== What is required ==
Reproduce all entries verbatim, with nothing added or dropped.

== Provided data ==
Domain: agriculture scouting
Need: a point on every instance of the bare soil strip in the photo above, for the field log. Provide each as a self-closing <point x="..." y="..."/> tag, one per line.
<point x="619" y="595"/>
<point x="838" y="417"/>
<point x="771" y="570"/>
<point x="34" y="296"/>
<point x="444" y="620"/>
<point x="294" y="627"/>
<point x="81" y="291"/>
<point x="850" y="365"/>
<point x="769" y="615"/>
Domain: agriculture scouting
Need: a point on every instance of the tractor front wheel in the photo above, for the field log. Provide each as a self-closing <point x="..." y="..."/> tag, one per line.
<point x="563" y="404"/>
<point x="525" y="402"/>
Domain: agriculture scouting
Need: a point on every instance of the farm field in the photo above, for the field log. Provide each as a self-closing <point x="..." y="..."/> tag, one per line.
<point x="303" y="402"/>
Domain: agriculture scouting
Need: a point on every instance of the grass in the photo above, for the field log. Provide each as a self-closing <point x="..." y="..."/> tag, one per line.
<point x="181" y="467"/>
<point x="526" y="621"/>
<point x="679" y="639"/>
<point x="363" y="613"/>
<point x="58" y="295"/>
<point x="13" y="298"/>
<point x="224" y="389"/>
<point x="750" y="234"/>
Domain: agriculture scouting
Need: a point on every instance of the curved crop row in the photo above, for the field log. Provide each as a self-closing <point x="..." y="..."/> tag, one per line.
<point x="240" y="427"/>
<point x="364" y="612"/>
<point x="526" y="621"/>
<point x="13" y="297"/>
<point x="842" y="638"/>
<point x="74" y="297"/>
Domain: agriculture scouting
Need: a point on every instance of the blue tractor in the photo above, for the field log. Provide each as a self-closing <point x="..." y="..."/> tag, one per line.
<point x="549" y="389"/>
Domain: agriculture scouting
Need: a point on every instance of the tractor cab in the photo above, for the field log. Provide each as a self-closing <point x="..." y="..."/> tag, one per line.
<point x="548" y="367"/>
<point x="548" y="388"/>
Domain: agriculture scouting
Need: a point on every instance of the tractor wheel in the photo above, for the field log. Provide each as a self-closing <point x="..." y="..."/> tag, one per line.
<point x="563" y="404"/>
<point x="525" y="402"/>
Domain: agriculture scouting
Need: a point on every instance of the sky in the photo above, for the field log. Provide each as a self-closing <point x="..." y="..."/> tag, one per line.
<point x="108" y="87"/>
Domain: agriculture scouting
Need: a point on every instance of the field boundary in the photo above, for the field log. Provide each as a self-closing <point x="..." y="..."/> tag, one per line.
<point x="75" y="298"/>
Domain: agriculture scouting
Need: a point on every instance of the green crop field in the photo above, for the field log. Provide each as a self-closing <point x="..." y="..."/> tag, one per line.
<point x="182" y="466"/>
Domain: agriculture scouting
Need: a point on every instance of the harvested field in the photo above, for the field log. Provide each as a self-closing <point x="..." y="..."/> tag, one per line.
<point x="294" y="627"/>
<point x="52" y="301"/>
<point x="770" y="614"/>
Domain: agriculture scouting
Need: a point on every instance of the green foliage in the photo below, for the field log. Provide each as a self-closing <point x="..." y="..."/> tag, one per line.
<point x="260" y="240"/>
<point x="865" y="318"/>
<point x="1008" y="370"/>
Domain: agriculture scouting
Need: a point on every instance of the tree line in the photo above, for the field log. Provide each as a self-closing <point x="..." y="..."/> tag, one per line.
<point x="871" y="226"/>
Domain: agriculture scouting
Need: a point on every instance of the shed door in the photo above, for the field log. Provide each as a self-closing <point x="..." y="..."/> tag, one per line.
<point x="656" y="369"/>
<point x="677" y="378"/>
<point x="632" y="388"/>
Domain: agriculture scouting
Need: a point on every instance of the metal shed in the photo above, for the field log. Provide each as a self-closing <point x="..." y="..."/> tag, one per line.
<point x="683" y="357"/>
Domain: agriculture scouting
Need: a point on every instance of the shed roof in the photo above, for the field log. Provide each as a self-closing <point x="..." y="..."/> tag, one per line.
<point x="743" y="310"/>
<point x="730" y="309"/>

== The completed task ==
Domain: agriculture scouting
Need: a point on every instance of the bare soil strip in the photo above, for the field log. Provide each as a self-closing <point x="..." y="..."/> tag, one per line.
<point x="619" y="595"/>
<point x="838" y="417"/>
<point x="771" y="570"/>
<point x="34" y="296"/>
<point x="444" y="620"/>
<point x="294" y="627"/>
<point x="81" y="291"/>
<point x="850" y="365"/>
<point x="769" y="615"/>
Domain: agriculture scouting
Need: a point on every instance of the tractor front wheel in the photo above, for the field log. Provide each as a self-closing <point x="..." y="..."/> tag, one per line.
<point x="563" y="404"/>
<point x="525" y="402"/>
Domain: agriculture scouting
Need: a point on every instance of the farm field in the photo above, for the field log. Provide each as a self-closing <point x="..." y="..."/> tag, one per line.
<point x="303" y="402"/>
Domain: agriculture scouting
Need: a point on every instance of the grass in the photo above, for the field log. Provide each as a self-closing <point x="..." y="..."/> tag, one per line.
<point x="181" y="467"/>
<point x="526" y="621"/>
<point x="679" y="639"/>
<point x="363" y="613"/>
<point x="58" y="295"/>
<point x="13" y="298"/>
<point x="224" y="389"/>
<point x="750" y="234"/>
Domain: agriculture scouting
Need: a point on every instance of the curved crop row in the photo above, for the field log. Provide each as a self-closing <point x="..." y="..."/> tag, one per line.
<point x="240" y="427"/>
<point x="364" y="612"/>
<point x="526" y="621"/>
<point x="13" y="297"/>
<point x="842" y="638"/>
<point x="74" y="297"/>
Domain: agriculture scouting
Need: a point on every instance of the blue tractor in the photo above, for the field log. Provide each as a self-closing <point x="..." y="..."/> tag, one per line.
<point x="549" y="389"/>
Domain: agriculture scouting
Need: a point on every instance of the tractor cab in the photo above, for the field log. Provide each as a self-closing <point x="..." y="..."/> tag, one per line.
<point x="548" y="367"/>
<point x="548" y="388"/>
Domain: agriculture scouting
Need: a point on every instance of the tractor wheel in the photo above, for the field log. Provide each as a self-closing <point x="..." y="..."/> tag, one per line.
<point x="563" y="404"/>
<point x="525" y="402"/>
Domain: agriculture scouting
Need: a point on every instance of the sky in the photo above, for the field log. Provide each as a self-closing <point x="..." y="..."/> tag, one per line.
<point x="108" y="87"/>
Domain: agriculture scouting
Need: a point on every instance of the field boundary in the photo above, for the field log. Provide each as a self-closing <point x="..." y="..."/> tag, one per line.
<point x="75" y="298"/>
Domain: agriculture scouting
Need: a point on every instance of the green crop field in the photo above, for the field log. Provide each as a self-closing <point x="..." y="..."/> tag, one per line.
<point x="182" y="466"/>
Domain: agriculture scouting
Need: a point on every instance of the harvested field in the photo above, for the field log. Provide each as a self-closing <point x="..." y="..."/> tag, one per line.
<point x="294" y="627"/>
<point x="52" y="301"/>
<point x="770" y="614"/>
Domain: agriculture scouting
Need: a point on every instance of the green foliage in the photo below, for the field log. Provide each as a self-closing <point x="..." y="..."/> tag, one per line.
<point x="260" y="240"/>
<point x="865" y="318"/>
<point x="1008" y="370"/>
Domain: agriculture scouting
Need: a point on every instance of the tree line in the photo above, for the field log. Provide each as a self-closing <point x="..." y="..."/> tag, one per line.
<point x="871" y="226"/>
Domain: agriculture scouting
Need: a point on every instance of the shed door in the photo above, for the field log. Provide each as a self-closing <point x="..." y="..."/> tag, one per line.
<point x="656" y="369"/>
<point x="677" y="378"/>
<point x="632" y="388"/>
Domain: agriculture scouting
Need: a point on every instance of the metal shed in the photo above, for the field log. Provide each as a self-closing <point x="..." y="..."/> tag, one per line.
<point x="683" y="357"/>
Domain: agriculture scouting
Need: a point on every instance of the shed roof in the photo above, for the field log. Provide each as a self-closing <point x="..." y="..."/> tag, one per line.
<point x="743" y="310"/>
<point x="730" y="309"/>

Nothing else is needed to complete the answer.